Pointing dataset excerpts
------------------------------------------------------------------------

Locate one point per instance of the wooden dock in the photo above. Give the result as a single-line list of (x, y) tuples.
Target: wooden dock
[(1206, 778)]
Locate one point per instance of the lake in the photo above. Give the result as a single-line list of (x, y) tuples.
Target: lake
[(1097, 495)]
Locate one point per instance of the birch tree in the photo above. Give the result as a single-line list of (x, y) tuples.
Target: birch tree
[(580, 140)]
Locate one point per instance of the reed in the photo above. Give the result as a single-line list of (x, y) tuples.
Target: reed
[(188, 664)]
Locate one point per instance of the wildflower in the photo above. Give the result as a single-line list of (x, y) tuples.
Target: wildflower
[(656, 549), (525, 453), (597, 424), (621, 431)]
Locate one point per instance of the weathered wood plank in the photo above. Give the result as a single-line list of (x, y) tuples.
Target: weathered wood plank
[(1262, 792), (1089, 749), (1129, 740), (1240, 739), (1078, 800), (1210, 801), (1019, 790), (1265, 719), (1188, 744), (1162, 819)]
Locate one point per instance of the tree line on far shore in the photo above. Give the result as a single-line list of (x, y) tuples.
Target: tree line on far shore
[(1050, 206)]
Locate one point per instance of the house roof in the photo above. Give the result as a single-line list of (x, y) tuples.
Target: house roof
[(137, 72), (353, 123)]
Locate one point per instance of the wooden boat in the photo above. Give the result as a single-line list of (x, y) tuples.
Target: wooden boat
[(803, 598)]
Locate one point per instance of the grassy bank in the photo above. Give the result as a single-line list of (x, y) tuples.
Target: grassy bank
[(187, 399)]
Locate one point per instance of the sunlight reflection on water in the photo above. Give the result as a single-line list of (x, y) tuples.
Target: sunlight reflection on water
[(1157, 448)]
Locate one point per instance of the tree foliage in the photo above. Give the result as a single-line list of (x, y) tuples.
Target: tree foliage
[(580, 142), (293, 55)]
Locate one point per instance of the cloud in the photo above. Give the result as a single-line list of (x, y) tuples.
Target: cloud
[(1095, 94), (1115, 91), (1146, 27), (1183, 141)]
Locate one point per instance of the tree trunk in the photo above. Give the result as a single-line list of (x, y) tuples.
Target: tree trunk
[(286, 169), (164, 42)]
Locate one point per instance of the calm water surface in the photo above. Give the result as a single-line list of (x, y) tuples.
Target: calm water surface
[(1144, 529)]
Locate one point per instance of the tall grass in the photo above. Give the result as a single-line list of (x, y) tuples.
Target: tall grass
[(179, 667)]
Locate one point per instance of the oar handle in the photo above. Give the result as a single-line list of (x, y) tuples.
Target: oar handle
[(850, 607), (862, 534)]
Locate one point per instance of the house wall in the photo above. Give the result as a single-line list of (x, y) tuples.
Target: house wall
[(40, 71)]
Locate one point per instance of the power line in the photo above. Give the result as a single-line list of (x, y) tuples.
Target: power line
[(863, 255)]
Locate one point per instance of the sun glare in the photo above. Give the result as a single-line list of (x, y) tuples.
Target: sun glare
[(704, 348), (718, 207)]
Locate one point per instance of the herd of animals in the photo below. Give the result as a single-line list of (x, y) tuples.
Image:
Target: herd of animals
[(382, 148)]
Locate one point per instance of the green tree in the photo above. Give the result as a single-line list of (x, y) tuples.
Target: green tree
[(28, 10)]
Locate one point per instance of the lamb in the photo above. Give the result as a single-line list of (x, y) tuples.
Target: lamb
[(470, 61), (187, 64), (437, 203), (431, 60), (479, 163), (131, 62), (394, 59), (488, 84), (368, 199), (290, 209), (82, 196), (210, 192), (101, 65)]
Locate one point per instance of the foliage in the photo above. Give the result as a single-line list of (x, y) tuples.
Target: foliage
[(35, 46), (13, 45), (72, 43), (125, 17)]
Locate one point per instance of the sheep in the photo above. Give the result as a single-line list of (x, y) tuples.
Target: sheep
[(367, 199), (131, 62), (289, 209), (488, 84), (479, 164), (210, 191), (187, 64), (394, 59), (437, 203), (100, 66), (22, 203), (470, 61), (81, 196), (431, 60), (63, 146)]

------------------------------------------------------------------------

**Requirement**
Take the listing above and set it down exactly.

**Answer to this problem**
Locate one point per instance of the wooden dock in the photo above. Give the result as a single-line list of (x, y) tuples.
Target: wooden dock
[(1206, 778)]
Locate one point per instance of the lake in the photo above. Give the result as a single-line list of (x, y) tuples.
Target: lake
[(1097, 495)]
Locate one point per instance of the birch tree in the photo above. Give the result as a single-line list of (x, y) tuples.
Target: birch tree
[(580, 140)]
Locate one point per instance of the reed in the photo above. Give the result as a single-line list of (x, y) tuples.
Target: reed
[(188, 664)]
Locate one point per instance of the wildflower in the photo above. Give the result as a single-line list of (x, y) tuples.
Target: wildflower
[(656, 549), (525, 453), (597, 424), (621, 431)]
Locate one point per instance of the weathered wood plank in the photo above. Give the result as a single-line list of (x, y) tuples.
Target: weathered wood plank
[(1262, 792), (1089, 749), (1129, 740), (1240, 739), (1078, 800), (1210, 801), (1019, 790), (1265, 719), (1188, 744), (1162, 819)]
Locate one point per instance of the tree line on far shore in the photo above. Give the result as a single-line list of (x, y) tuples.
Target: tree line on far shore
[(1050, 206)]
Locate one point per instance of the house roof in the photo above. Give the result as a single-line list of (x, y) tuples.
Target: house roof
[(137, 72), (353, 123)]
Locate one point per instance of the wooden boat in the photo above. Give the result as a single-line list of (x, y) tuples.
Target: wooden boat
[(803, 598)]
Locate one point per instance of the grassy bank in the photo above. Give the result as a single-line list of (x, y) tuples.
Target: grassy bank
[(187, 399)]
Locate one point per instance of the sunlight reflection on water in the photo above. Give the result as a single-line list of (x, y) tuples.
Target: sunlight reflection on water
[(1157, 448)]
Locate one point per instance of the tree foliage in the photo above. Give the result as a single-line list of (x, y) tuples.
Target: tree foliage
[(580, 142), (293, 55)]
Locate one point per instance of the cloud in the photo above. Give the result as a single-line list of (x, y) tuples.
Target: cloud
[(1095, 94), (1115, 91), (1146, 27), (1183, 141)]
Locate one point per instance of the tree trunk in the photo above. Give the result as a single-line list of (x, y) tuples.
Target: tree trunk
[(286, 169), (164, 42)]
Locate one point per instance of the calm water surface in the photo above. Give the result as a single-line list of (x, y) tuples.
Target: calm water surface
[(1144, 529)]
Locate one point per instance of the tall grass in the photo above. Give the result as a single-line list of (x, y) tuples.
Target: tall grass
[(179, 667)]
Locate one point per instance of the oar handle in the photo above. Give the result as a single-line list of (x, y) tuples.
Target: oar handle
[(850, 607), (862, 534)]
Locate one point per instance of the house wall in the photo above. Give the result as a single-line list of (x, y) tuples.
Target: house wall
[(40, 71)]
Locate one point per instance of the power line in the photo above. Give the result as a single-line list of (x, y) tuples.
Target: power line
[(863, 255)]
Locate one point per instance of the sun glare in the photo above. Give the result as a single-line list of (x, y) tuples.
Target: sun glare
[(704, 348), (718, 207)]
Locate one point per instance of the herd of animals in the photo below. Give the result as a single-line list of (x, y) tuples.
Image:
Target: herd of animals
[(382, 148)]
Locate one point per instance of the green tree in the photo above. Give the result as a single-line list of (x, y) tuples.
Target: green tree
[(28, 10)]
Locate one point per instance of the lamb in the photo above. Give the result as a single-line list of (x, y) tuples.
Target: lamb
[(470, 61), (187, 64), (437, 203), (431, 60), (479, 163), (131, 62), (394, 59), (488, 84), (368, 199), (290, 209), (82, 196), (210, 192), (101, 65)]
Locate one point per instance of the foliage in the photo above. Give the result as a single-line list of (x, y) tuples.
Target: foliage
[(35, 46), (13, 45), (72, 43), (125, 17)]
Locate one point per instance of the sheep in the photo above. Give the result as a single-line list of (x, y) tuples.
Target: sheep
[(367, 199), (131, 62), (289, 209), (488, 84), (479, 164), (210, 191), (187, 64), (394, 59), (437, 203), (100, 66), (22, 203), (470, 61), (81, 196), (431, 60), (63, 146)]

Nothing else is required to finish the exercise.